### [Your instructions]
Please return the full listing below without altering anything.

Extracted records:
-- START --

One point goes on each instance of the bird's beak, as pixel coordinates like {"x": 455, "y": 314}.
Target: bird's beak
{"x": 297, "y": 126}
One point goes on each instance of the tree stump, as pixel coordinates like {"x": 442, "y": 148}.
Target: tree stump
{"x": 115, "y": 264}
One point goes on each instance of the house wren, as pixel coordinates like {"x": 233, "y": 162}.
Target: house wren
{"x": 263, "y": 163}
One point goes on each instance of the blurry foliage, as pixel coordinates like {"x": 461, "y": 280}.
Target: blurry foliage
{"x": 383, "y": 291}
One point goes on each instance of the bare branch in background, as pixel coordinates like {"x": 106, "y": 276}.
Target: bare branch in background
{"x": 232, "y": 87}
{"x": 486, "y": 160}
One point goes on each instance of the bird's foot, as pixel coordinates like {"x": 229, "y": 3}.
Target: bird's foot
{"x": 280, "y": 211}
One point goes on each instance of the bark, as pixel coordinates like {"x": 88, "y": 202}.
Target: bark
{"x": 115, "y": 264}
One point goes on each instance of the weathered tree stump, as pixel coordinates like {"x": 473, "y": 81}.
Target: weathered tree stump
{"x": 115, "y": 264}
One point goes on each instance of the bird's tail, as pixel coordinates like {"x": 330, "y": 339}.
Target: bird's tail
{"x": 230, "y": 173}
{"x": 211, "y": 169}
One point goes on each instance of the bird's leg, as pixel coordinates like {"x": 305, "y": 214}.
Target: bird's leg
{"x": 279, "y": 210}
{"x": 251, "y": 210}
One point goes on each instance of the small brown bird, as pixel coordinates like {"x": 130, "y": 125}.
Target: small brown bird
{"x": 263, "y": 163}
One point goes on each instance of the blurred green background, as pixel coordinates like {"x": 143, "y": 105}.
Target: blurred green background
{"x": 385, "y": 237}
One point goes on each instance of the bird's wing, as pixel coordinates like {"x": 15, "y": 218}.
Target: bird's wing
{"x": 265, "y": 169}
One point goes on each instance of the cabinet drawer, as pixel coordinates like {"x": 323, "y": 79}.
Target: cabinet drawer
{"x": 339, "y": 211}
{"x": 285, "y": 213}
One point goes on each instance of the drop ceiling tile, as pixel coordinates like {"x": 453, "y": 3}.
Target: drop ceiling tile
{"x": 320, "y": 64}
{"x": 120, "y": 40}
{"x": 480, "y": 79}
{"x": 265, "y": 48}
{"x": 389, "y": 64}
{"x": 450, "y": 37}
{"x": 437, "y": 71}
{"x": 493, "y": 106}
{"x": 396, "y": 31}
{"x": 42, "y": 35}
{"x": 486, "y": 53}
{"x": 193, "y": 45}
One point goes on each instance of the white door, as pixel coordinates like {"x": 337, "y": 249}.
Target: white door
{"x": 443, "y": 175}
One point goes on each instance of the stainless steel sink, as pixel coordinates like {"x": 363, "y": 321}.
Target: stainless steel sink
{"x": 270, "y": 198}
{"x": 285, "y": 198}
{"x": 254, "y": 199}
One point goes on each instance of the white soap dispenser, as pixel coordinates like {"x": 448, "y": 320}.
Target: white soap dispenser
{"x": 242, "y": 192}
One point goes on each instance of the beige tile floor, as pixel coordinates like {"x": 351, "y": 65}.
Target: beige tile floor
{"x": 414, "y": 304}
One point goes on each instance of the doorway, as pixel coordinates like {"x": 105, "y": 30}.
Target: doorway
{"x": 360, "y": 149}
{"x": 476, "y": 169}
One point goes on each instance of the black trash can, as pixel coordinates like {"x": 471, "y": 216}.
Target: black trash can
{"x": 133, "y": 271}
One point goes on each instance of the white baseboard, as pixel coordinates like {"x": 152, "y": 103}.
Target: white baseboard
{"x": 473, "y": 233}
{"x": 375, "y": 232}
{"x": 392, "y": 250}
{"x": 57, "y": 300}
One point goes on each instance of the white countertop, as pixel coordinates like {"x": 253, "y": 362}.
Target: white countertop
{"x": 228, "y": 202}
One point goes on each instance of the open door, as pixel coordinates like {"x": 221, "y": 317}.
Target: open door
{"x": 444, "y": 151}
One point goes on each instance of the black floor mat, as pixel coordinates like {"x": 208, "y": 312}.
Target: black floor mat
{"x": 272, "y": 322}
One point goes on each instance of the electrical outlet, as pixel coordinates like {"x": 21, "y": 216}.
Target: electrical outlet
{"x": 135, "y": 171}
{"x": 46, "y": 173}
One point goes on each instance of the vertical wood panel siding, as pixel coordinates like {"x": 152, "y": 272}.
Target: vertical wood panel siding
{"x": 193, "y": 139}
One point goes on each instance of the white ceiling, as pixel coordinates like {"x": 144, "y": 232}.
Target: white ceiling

-- END --

### [Response to this exercise]
One point goes on each instance of the bird's beak, as pixel coordinates like {"x": 455, "y": 314}.
Target: bird's beak
{"x": 297, "y": 126}
One point goes on each instance of the tree stump, as pixel coordinates like {"x": 442, "y": 148}.
Target: tree stump
{"x": 115, "y": 264}
One point goes on each instance of the house wren, as pixel coordinates like {"x": 233, "y": 162}.
Target: house wren
{"x": 263, "y": 163}
One point goes on each instance of the blurry foliage, as pixel coordinates like {"x": 461, "y": 280}.
Target: blurry foliage
{"x": 383, "y": 291}
One point goes on each instance of the bare branch in background, as pixel coordinates like {"x": 106, "y": 276}.
Target: bare branch in background
{"x": 232, "y": 87}
{"x": 486, "y": 160}
One point goes on each instance of the bird's foot, as pixel coordinates like {"x": 229, "y": 3}.
Target: bird's foot
{"x": 280, "y": 211}
One point goes on each instance of the bark, as pixel coordinates like {"x": 88, "y": 202}.
Target: bark
{"x": 115, "y": 264}
One point goes on each instance of the weathered tree stump, as pixel coordinates like {"x": 473, "y": 81}.
Target: weathered tree stump
{"x": 115, "y": 264}
One point goes on each instance of the bird's tail, as pixel coordinates like {"x": 330, "y": 339}.
Target: bird's tail
{"x": 230, "y": 173}
{"x": 211, "y": 169}
One point goes on each instance of the bird's leg, as pixel coordinates like {"x": 305, "y": 214}.
Target: bird's leg
{"x": 279, "y": 210}
{"x": 251, "y": 210}
One point goes on each instance of the small brown bird, as pixel coordinates like {"x": 130, "y": 125}.
Target: small brown bird
{"x": 263, "y": 163}
One point goes on each instance of the blurred green background, as pixel coordinates like {"x": 143, "y": 105}.
Target: blurred green background
{"x": 385, "y": 237}
One point goes on each instance of the bird's wing, as pixel coordinates like {"x": 15, "y": 218}.
Target: bird's wing
{"x": 265, "y": 169}
One point goes on each instance of the cabinet drawer, as pixel coordinates like {"x": 323, "y": 79}.
Target: cabinet drawer
{"x": 339, "y": 211}
{"x": 285, "y": 213}
One point goes on each instance of the drop ceiling tile, as pixel coordinates like {"x": 453, "y": 3}.
Target: drop ceiling tile
{"x": 320, "y": 64}
{"x": 120, "y": 40}
{"x": 480, "y": 79}
{"x": 265, "y": 48}
{"x": 389, "y": 64}
{"x": 450, "y": 37}
{"x": 437, "y": 71}
{"x": 493, "y": 106}
{"x": 396, "y": 31}
{"x": 42, "y": 35}
{"x": 486, "y": 53}
{"x": 193, "y": 45}
One point goes on each instance of the white door, as pixel coordinates like {"x": 337, "y": 249}.
Target: white door
{"x": 443, "y": 175}
One point goes on each instance of the stainless steel sink, as pixel coordinates like {"x": 363, "y": 321}.
Target: stainless steel sink
{"x": 270, "y": 198}
{"x": 285, "y": 198}
{"x": 254, "y": 199}
One point goes on each instance of the white soap dispenser, as pixel coordinates like {"x": 448, "y": 320}.
Target: white soap dispenser
{"x": 242, "y": 192}
One point goes on each instance of the beige tile floor, as pixel coordinates like {"x": 351, "y": 65}.
Target: beige tile floor
{"x": 414, "y": 304}
One point goes on each instance of the doorway, as pixel coordinates like {"x": 105, "y": 30}.
Target: doorway
{"x": 360, "y": 149}
{"x": 476, "y": 169}
One point goes on each instance of the black trash can, as pixel coordinates like {"x": 471, "y": 216}.
Target: black trash can
{"x": 133, "y": 271}
One point goes on each instance of the white baseboard, as pixel coordinates like {"x": 152, "y": 103}.
Target: white baseboard
{"x": 473, "y": 233}
{"x": 375, "y": 232}
{"x": 392, "y": 250}
{"x": 57, "y": 300}
One point goes on each instance of the white countertop, as pixel coordinates like {"x": 253, "y": 362}.
Target: white countertop
{"x": 228, "y": 202}
One point goes on each instance of the open door, as pixel coordinates like {"x": 221, "y": 317}.
Target: open door
{"x": 444, "y": 151}
One point goes on each instance of the black floor mat, as pixel coordinates like {"x": 208, "y": 312}.
Target: black floor mat
{"x": 272, "y": 322}
One point goes on each instance of the electrical outlet, as pixel coordinates like {"x": 21, "y": 216}.
Target: electrical outlet
{"x": 135, "y": 171}
{"x": 46, "y": 173}
One point goes on each instance of the vertical wood panel siding, as pixel coordinates like {"x": 152, "y": 272}.
Target: vertical wood panel siding
{"x": 193, "y": 139}
One point goes on each instance of the white ceiling, as pixel coordinates like {"x": 144, "y": 232}.
Target: white ceiling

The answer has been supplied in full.